Retype the passage on exercise therapy for runner's knee word for word, from its header to its last sentence.

* Supplied text *
+ + + + + + +
Treatment That Works
Exercise therapy is the primary treatment, and the most current clinical guidelines (a 2024 best practice guide published in the British Journal of Sports Medicine) recommend it as the first-line approach, combined with patient education about the condition. The key is strengthening the right muscles.
Historically, rehab focused almost entirely on the quadriceps, particularly the inner portion of the muscle that helps pull the kneecap inward. That’s still important, but research over the past decade has shown that adding hip strengthening makes a meaningful difference. A 2018 systematic review found that combined hip and knee strengthening was superior to knee strengthening alone for reducing pain and improving function. People with runner’s knee consistently show weakness in their hip abductors, external rotators, and extensors compared to pain-free individuals, so targeting those muscles addresses one of the root causes.
+ + + + + + +
Annotated photo localization data

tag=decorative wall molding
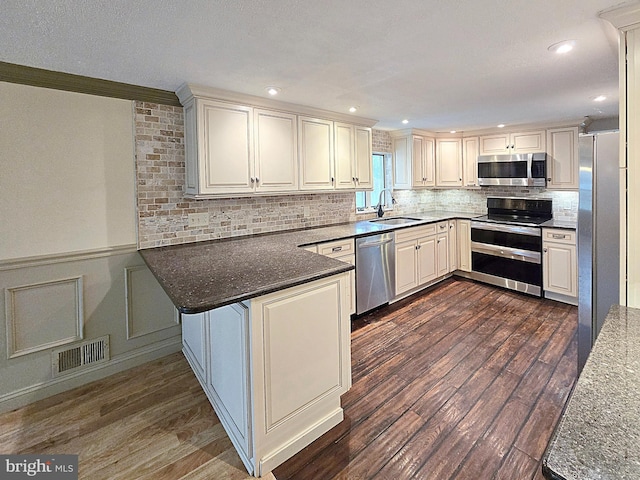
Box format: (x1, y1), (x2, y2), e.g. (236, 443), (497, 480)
(124, 265), (180, 340)
(5, 276), (84, 358)
(0, 62), (180, 107)
(0, 244), (138, 272)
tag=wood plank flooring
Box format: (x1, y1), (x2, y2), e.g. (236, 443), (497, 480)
(273, 280), (577, 480)
(0, 279), (577, 480)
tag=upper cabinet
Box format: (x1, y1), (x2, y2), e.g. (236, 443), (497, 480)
(393, 134), (436, 190)
(436, 138), (462, 187)
(547, 127), (579, 190)
(480, 130), (546, 155)
(462, 137), (480, 187)
(334, 122), (373, 190)
(298, 117), (335, 190)
(184, 100), (255, 196)
(253, 108), (298, 192)
(176, 84), (375, 198)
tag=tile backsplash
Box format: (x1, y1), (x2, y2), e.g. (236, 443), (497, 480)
(135, 102), (578, 248)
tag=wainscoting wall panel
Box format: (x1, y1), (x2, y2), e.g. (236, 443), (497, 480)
(5, 276), (84, 358)
(125, 265), (180, 340)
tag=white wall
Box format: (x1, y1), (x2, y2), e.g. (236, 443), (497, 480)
(0, 82), (181, 411)
(0, 82), (136, 260)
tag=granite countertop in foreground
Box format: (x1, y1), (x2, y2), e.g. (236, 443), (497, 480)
(140, 211), (476, 313)
(543, 305), (640, 480)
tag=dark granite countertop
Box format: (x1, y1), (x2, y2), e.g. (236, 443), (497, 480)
(543, 306), (640, 480)
(140, 211), (476, 313)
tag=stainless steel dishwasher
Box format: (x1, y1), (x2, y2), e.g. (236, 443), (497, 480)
(356, 232), (396, 315)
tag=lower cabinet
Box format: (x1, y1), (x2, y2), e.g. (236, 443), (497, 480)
(182, 273), (351, 476)
(395, 222), (449, 296)
(542, 228), (578, 304)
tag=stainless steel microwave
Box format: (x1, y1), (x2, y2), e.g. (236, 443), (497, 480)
(478, 153), (547, 187)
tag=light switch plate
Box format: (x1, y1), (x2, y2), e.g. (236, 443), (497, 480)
(187, 213), (209, 227)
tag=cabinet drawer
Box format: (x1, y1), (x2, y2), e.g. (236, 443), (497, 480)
(318, 239), (355, 258)
(542, 228), (576, 245)
(396, 223), (436, 243)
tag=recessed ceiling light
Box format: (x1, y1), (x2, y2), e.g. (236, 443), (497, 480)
(547, 40), (576, 54)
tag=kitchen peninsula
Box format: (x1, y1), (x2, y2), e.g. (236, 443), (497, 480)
(140, 212), (472, 476)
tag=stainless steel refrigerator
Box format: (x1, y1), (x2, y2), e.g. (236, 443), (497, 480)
(578, 132), (620, 372)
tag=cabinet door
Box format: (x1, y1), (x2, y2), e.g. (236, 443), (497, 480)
(396, 240), (418, 295)
(393, 136), (413, 190)
(182, 312), (207, 384)
(436, 139), (462, 187)
(547, 127), (579, 190)
(436, 233), (449, 277)
(542, 243), (578, 297)
(355, 127), (373, 190)
(333, 122), (356, 189)
(480, 133), (510, 155)
(198, 100), (254, 194)
(298, 117), (335, 190)
(462, 137), (478, 187)
(254, 109), (298, 192)
(206, 303), (251, 458)
(458, 220), (471, 272)
(510, 130), (545, 153)
(449, 220), (458, 272)
(411, 135), (427, 187)
(418, 235), (438, 285)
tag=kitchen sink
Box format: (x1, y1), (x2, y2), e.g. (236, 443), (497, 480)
(369, 217), (421, 225)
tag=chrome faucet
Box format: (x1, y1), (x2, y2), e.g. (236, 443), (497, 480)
(376, 188), (396, 218)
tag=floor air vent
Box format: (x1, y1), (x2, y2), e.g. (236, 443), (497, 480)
(52, 335), (109, 377)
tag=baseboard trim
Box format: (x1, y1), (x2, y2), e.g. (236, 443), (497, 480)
(0, 335), (182, 413)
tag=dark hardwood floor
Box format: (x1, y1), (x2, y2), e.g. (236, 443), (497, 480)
(273, 280), (577, 480)
(0, 279), (577, 480)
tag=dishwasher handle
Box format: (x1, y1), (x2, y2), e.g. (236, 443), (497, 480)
(358, 238), (393, 248)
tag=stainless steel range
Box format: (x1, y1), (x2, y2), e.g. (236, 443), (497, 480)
(466, 197), (553, 296)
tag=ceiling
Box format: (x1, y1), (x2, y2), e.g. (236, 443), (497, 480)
(0, 0), (637, 131)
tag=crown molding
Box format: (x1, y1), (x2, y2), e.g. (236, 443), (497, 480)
(0, 62), (182, 107)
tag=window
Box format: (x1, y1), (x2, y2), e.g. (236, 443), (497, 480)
(356, 153), (393, 212)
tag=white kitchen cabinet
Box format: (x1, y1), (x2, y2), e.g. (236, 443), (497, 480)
(436, 138), (462, 187)
(395, 221), (449, 296)
(252, 109), (298, 192)
(183, 273), (351, 476)
(547, 127), (579, 190)
(393, 135), (435, 190)
(436, 222), (449, 277)
(184, 99), (255, 197)
(542, 228), (578, 304)
(318, 239), (356, 314)
(462, 137), (480, 187)
(298, 117), (335, 190)
(449, 220), (458, 272)
(333, 122), (373, 190)
(458, 220), (471, 272)
(480, 130), (546, 155)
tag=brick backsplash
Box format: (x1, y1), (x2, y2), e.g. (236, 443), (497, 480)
(135, 102), (578, 248)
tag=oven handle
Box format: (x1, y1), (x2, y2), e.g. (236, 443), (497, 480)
(471, 242), (541, 264)
(471, 221), (542, 237)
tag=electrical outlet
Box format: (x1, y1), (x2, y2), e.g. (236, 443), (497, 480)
(187, 213), (209, 228)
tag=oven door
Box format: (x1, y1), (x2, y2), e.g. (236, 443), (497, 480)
(471, 222), (542, 296)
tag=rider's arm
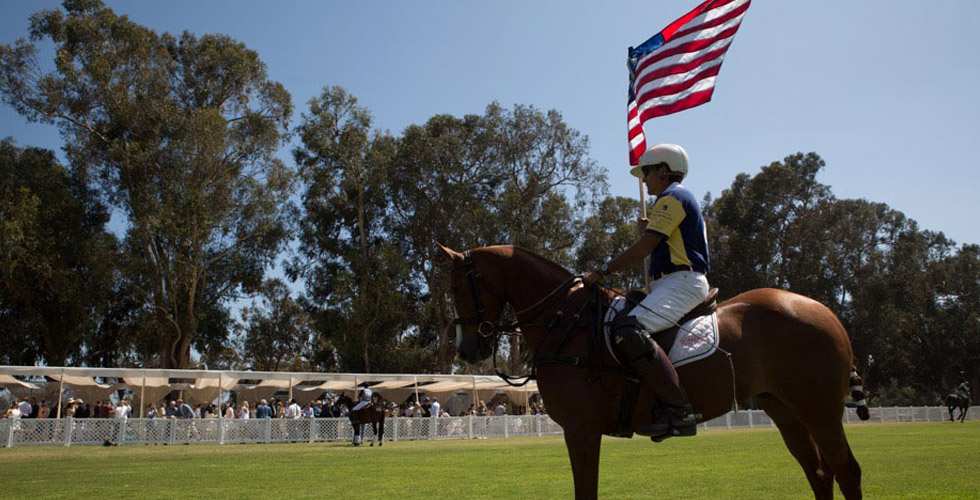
+ + + + + + +
* Your solution *
Treatment That Works
Exercise therapy is the primary treatment, and the most current clinical guidelines (a 2024 best practice guide published in the British Journal of Sports Medicine) recommend it as the first-line approach, combined with patient education about the condition. The key is strengthening the right muscles.
Historically, rehab focused almost entirely on the quadriceps, particularly the inner portion of the muscle that helps pull the kneecap inward. That’s still important, but research over the past decade has shown that adding hip strengthening makes a meaningful difference. A 2018 systematic review found that combined hip and knee strengthening was superior to knee strengthening alone for reducing pain and improving function. People with runner’s knee consistently show weakness in their hip abductors, external rotators, and extensors compared to pain-free individuals, so targeting those muscles addresses one of the root causes.